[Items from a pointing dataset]

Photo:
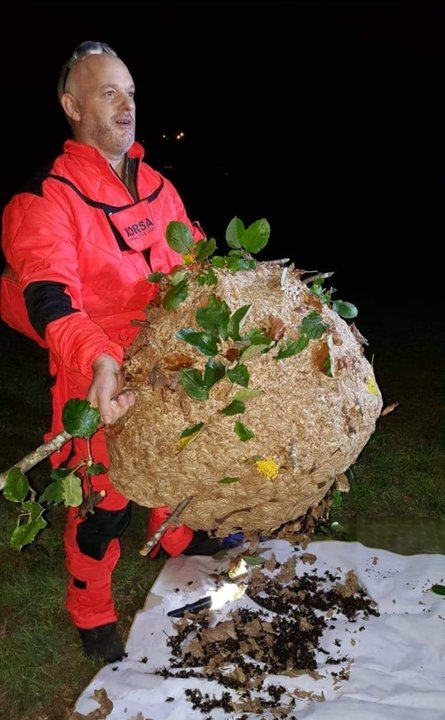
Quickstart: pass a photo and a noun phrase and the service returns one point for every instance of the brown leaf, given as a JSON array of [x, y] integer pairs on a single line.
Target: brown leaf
[[157, 378], [313, 301], [357, 334], [177, 361], [342, 483], [349, 587], [105, 709], [275, 328], [221, 632], [320, 353], [388, 409], [287, 570]]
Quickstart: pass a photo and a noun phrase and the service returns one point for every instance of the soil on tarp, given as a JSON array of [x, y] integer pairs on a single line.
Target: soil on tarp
[[284, 636]]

[Exercise description]
Express the items above as a two-column CSV with the header row "text,answer", one row per item, putting each item's text and its answer in one quoted field each, with line breaks turned into spaces. Leave out the pictures.

[Solution to this problem]
text,answer
"Photo: Quickstart: pass a photo and a noun phrase and the service returns one point for every instance of the brown leaf, given as a JSON array of [x, y] integer pairs on a single line. Target: brown leaf","[[157, 378], [313, 301], [357, 334], [177, 361], [342, 483], [349, 587], [105, 709], [275, 328], [221, 632], [320, 353], [388, 409], [287, 570]]"
"Quickstart: pass a photo and a noun phrase and the service returns one point for every instance of the soil on tarp, given as a JSON array of [x, y] integer pairs on a single line. Target: soil on tarp","[[284, 636]]"